- Task brief -
Give back the full data, retyped precisely.

- Exercise data -
◇ ◇ ◇

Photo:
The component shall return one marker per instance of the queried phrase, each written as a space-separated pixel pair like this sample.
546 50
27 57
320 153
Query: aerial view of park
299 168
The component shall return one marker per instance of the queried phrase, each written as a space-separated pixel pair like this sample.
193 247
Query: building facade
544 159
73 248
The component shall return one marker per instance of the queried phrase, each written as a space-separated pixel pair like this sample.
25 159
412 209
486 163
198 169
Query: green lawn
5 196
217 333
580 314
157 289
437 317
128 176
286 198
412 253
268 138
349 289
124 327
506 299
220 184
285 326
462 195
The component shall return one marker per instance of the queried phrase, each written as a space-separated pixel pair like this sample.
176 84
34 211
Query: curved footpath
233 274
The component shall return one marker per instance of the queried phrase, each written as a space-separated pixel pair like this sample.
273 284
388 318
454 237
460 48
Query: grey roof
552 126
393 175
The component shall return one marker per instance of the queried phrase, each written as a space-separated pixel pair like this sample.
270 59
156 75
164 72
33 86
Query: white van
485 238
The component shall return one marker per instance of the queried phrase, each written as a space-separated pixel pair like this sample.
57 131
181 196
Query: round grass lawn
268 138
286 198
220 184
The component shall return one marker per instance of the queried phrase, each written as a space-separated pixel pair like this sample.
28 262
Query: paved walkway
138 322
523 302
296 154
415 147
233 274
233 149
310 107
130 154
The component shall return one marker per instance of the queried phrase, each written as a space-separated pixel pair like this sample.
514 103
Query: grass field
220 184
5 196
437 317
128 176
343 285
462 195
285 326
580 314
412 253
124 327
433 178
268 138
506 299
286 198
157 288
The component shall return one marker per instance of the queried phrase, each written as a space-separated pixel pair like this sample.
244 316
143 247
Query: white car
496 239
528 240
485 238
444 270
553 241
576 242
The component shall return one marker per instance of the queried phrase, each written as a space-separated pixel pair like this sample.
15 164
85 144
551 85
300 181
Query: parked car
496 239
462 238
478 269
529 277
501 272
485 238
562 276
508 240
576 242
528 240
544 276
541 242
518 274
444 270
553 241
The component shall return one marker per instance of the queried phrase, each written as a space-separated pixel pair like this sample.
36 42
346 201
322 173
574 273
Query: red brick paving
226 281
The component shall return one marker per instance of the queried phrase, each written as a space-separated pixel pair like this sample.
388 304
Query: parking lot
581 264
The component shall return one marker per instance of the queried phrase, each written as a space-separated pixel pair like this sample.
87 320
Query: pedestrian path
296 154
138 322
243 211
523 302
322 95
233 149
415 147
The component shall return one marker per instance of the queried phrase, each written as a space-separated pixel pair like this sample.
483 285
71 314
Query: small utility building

◇ ◇ ◇

- Answer to the problem -
Photo:
The component shall return one marker per instance of the queried phrase, each written as a space-separated pixel pair like this sample.
546 50
27 57
320 153
Query: aerial view of park
299 168
The component shall return one marker per instance of the queried phrase, each written as a space-separated pixel pair like this sample.
193 247
Query: building facade
544 159
73 248
The component shall return one marker per instance of the queried phrase, each written as a space-separated pixel pair like this sample.
25 159
412 209
486 163
198 169
Query: green lawn
5 196
217 333
580 314
157 289
437 317
128 176
286 198
412 253
268 138
349 289
124 327
506 299
220 184
285 326
462 195
The component shall return one marker per instance of the queried phrase, each written as a space-separated pixel pair like this sample.
176 84
34 211
Query: curved footpath
233 274
The component shall return one marker per instance of the queried phrase, each written as a space-separated pixel pair like this sample.
273 284
388 318
454 237
460 48
Query: grey roof
552 126
393 175
The component shall return one marker per instance of the queried phrase, each written as a space-separated pixel pair like this sample.
270 59
156 75
164 72
33 86
Query: white van
485 238
The component shall return one marker per instance of the queried phrase, each written as a space-separated pixel pair like this sample.
57 131
181 196
Query: round grass lawn
268 138
286 198
220 184
The component shall return one marker per instance of the queried phrase, each written as a space-separated pixel pair like this sample.
28 262
Query: paved walkway
138 322
523 302
296 154
415 147
233 274
233 149
310 107
130 154
The component shall return one marker per instance of the queried phrase, each written as a space-separated pixel pair like this sample.
514 103
Query: grass field
220 184
5 196
437 317
128 176
343 285
462 195
285 326
580 314
412 253
124 327
433 178
268 138
506 299
286 198
157 288
The component shall return one marker per instance of the queried phrase, each written as a space-separated pixel pair like this sample.
244 316
143 247
Query: white car
496 239
528 240
485 238
444 270
553 241
576 242
The component shall return one marker per instance of the queried phrase, each written as a space-separated pixel pair like this sample.
15 164
85 144
551 85
300 181
Query: parked car
496 239
462 238
478 269
529 277
501 272
485 238
562 276
508 240
576 242
528 240
544 276
541 242
518 274
444 270
553 241
The component shall return one marker per instance of the queried phrase, each written as a space-separated pixel pair like this sample.
36 42
346 201
322 173
574 273
Query: red brick paving
226 281
The component shall return one marker per instance of the queried phrase, each written as a space-separated pixel pair like this sample.
388 304
Query: parking lot
581 264
The component shall return one marker per instance of the queried phrase, each written as a space-separated pixel pair like this sample.
87 320
Query: pedestrian path
296 154
138 322
243 211
523 302
322 95
233 149
415 147
The component shall return one marker per instance of the queried phrase, each written as a space-separated pixel pair like this sample.
483 285
71 314
Query: small utility building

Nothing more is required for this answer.